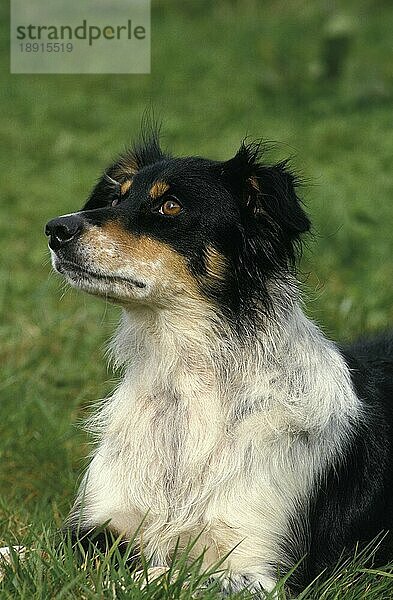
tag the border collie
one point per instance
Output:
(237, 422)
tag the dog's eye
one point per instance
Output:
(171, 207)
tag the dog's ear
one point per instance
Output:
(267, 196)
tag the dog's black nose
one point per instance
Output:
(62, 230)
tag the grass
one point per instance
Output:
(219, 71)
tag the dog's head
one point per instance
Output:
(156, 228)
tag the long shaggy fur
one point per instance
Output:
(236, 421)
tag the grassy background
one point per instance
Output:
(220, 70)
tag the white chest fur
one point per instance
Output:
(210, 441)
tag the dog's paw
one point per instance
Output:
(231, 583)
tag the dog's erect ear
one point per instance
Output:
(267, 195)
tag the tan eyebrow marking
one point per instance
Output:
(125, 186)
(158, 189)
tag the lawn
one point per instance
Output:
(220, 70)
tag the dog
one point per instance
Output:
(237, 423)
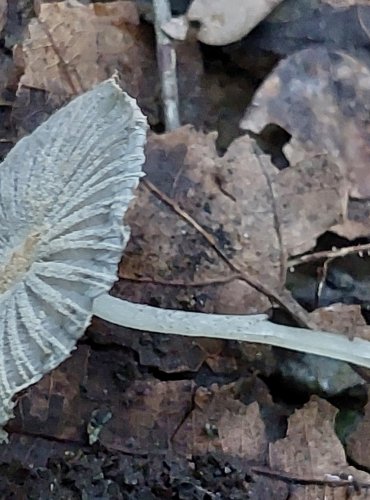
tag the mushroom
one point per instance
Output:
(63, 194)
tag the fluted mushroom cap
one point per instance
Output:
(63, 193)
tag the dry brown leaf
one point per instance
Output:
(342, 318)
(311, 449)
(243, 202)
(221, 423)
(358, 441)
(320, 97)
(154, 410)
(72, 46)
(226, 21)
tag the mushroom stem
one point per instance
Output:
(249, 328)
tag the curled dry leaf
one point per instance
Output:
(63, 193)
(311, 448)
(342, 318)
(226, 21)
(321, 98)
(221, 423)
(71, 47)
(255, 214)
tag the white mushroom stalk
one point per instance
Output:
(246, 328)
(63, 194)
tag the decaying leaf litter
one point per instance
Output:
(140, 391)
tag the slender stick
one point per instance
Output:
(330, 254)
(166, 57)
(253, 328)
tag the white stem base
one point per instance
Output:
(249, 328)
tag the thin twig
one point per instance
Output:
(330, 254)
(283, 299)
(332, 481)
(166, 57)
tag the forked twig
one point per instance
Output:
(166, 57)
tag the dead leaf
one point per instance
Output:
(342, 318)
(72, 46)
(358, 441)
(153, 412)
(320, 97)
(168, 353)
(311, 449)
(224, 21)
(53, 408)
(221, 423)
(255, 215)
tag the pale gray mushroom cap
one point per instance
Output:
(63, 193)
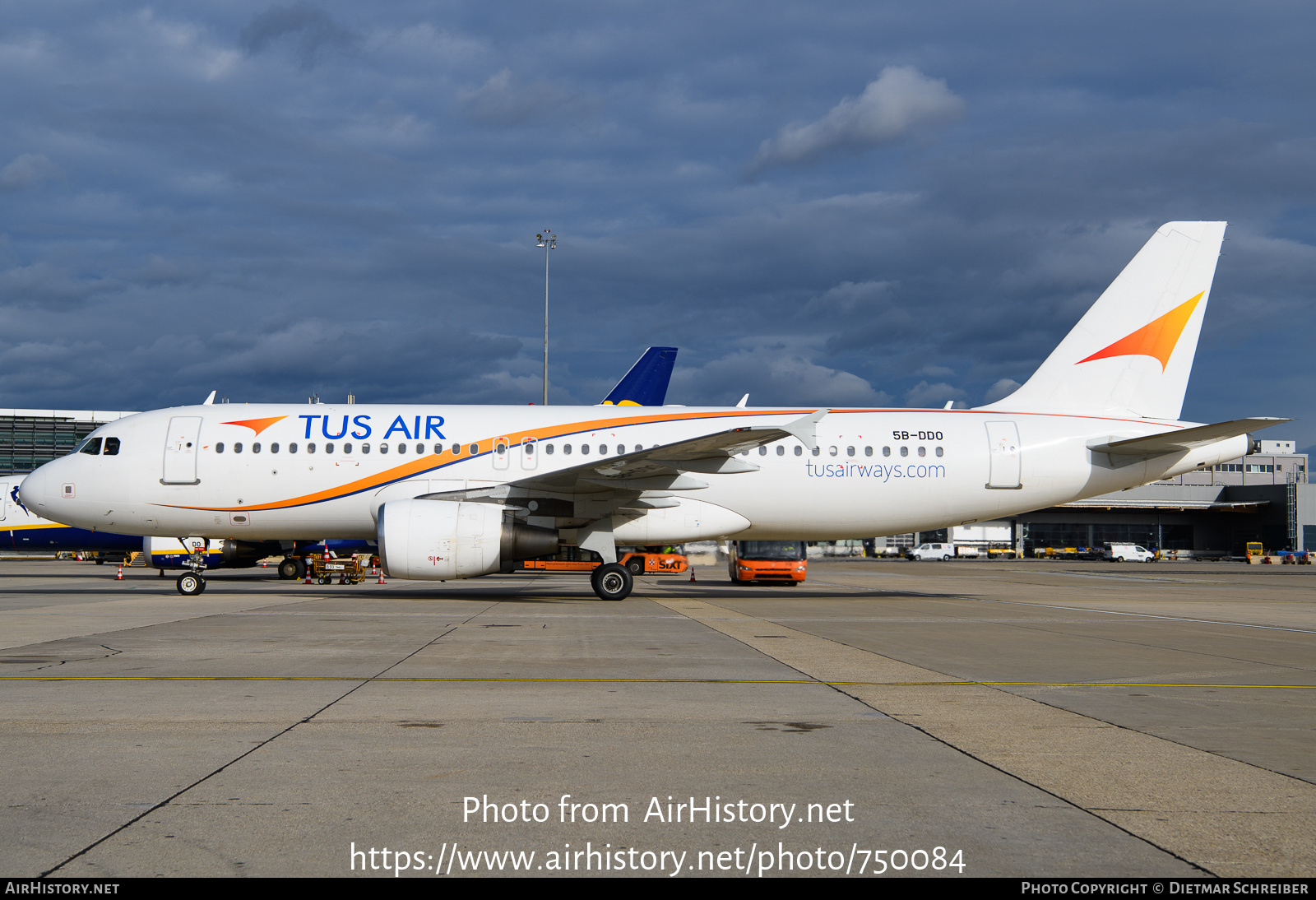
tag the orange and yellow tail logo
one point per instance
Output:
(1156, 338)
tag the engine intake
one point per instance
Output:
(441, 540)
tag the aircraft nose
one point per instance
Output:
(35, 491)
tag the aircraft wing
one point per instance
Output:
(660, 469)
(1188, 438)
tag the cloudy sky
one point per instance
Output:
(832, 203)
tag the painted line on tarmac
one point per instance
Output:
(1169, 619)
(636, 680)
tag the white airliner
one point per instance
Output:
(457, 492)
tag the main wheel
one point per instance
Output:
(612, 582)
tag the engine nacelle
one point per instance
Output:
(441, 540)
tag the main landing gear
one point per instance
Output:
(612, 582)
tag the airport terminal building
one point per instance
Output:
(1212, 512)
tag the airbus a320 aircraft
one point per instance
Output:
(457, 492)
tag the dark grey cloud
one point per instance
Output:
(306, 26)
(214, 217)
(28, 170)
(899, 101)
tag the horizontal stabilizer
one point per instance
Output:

▶ _Instruction_: Can you give every line of the records above as a numbered list, skipping blank lines and leaving the pictures out?

▶ _Final answer_:
1. tag the border collie
2. one point per instance
3. Output:
4. (237, 422)
5. tag the dog's eye
6. one point per instance
7. Output:
8. (171, 207)
9. tag the dog's ear
10. one point per instance
11. Output:
12. (267, 196)
13. tag the dog's black nose
14. one point per instance
15. Output:
16. (62, 230)
17. tag the grass
18. one point per instance
19. Output:
20. (219, 71)
21. tag the dog's head
22. one point per instance
23. Output:
24. (156, 228)
25. tag the long shaggy fur
26. one point per instance
27. Output:
28. (236, 421)
29. tag the grassy background
30. one point per instance
31. Output:
32. (220, 70)
33. tag the white chest fur
34. one point per instance
35. Output:
36. (210, 441)
37. tag the dog's paw
38. one point per instance
39. Output:
40. (231, 583)
41. tag the dog's erect ear
42. one point per instance
43. Output:
44. (267, 195)
45. tag the tan eyebrow marking
46. one point per instance
47. Output:
48. (125, 186)
49. (158, 189)
50. tag the lawn
51. one point per instance
52. Output:
53. (220, 70)
54. tag the dog
55. one point per instance
56. Output:
57. (237, 423)
58. tag the mushroom
59. one point per instance
60. Output:
61. (63, 194)
62. tag the fluted mushroom cap
63. one point per instance
64. Output:
65. (63, 193)
66. tag the dry brown leaf
67. one point per instance
68. Output:
69. (342, 318)
70. (311, 449)
71. (243, 202)
72. (221, 423)
73. (358, 441)
74. (320, 97)
75. (154, 410)
76. (72, 46)
77. (226, 21)
78. tag the mushroom stem
79. one point per instance
80. Output:
81. (249, 328)
82. tag the curled dry leaf
83. one point per instance
84. Output:
85. (63, 193)
86. (311, 448)
87. (342, 318)
88. (226, 21)
89. (321, 98)
90. (221, 423)
91. (71, 47)
92. (255, 214)
93. tag the white mushroom stalk
94. one point per instance
95. Output:
96. (246, 328)
97. (63, 194)
98. tag the decaying leaf litter
99. one point per instance
100. Output:
101. (140, 391)
102. tag the slender stick
103. one point per instance
104. Output:
105. (330, 254)
106. (166, 57)
107. (253, 328)
108. tag the white stem base
109. one point per instance
110. Output:
111. (249, 328)
112. tag the thin twig
113. one point per instance
114. Output:
115. (330, 254)
116. (283, 299)
117. (332, 481)
118. (166, 57)
119. tag the forked twig
120. one point per instance
121. Output:
122. (166, 57)
123. tag the dead leaf
124. one point per instance
125. Output:
126. (342, 318)
127. (72, 46)
128. (358, 441)
129. (153, 412)
130. (320, 97)
131. (168, 353)
132. (311, 449)
133. (224, 21)
134. (53, 408)
135. (221, 423)
136. (255, 215)
137. tag the pale gray mushroom cap
138. one point per instance
139. Output:
140. (63, 193)
141. tag the orange and yellow tail logo
142. one point per instance
143. Output:
144. (1156, 338)
145. tag the engine intake
146. one point per instance
147. Output:
148. (441, 540)
149. tag the aircraft nose
150. one point per instance
151. Output:
152. (35, 491)
153. tag the aircraft wing
154. one point per instance
155. Output:
156. (660, 469)
157. (1188, 438)
158. tag the cloudy sky
159. one point per instance
160. Output:
161. (832, 203)
162. tag the painted line on tarmac
163. one point per instance
164. Output:
165. (1169, 619)
166. (636, 680)
167. tag the white airliner
168. one point per instance
169. Output:
170. (457, 492)
171. tag the main wheel
172. one point per instance
173. Output:
174. (612, 582)
175. tag the engine nacelle
176. one point per instance
177. Output:
178. (441, 540)
179. tag the main landing gear
180. one point per instance
181. Output:
182. (612, 582)
183. tag the airport terminal building
184. one point per instance
185. Output:
186. (1212, 512)
187. tag the airbus a320 aircraft
188. one point per instance
189. Output:
190. (457, 492)
191. tag the dark grey cloud
192. one point per instance
193. Output:
194. (306, 26)
195. (214, 217)
196. (28, 170)
197. (899, 101)
198. tag the horizontal stabilizer
199. one point per instance
200. Output:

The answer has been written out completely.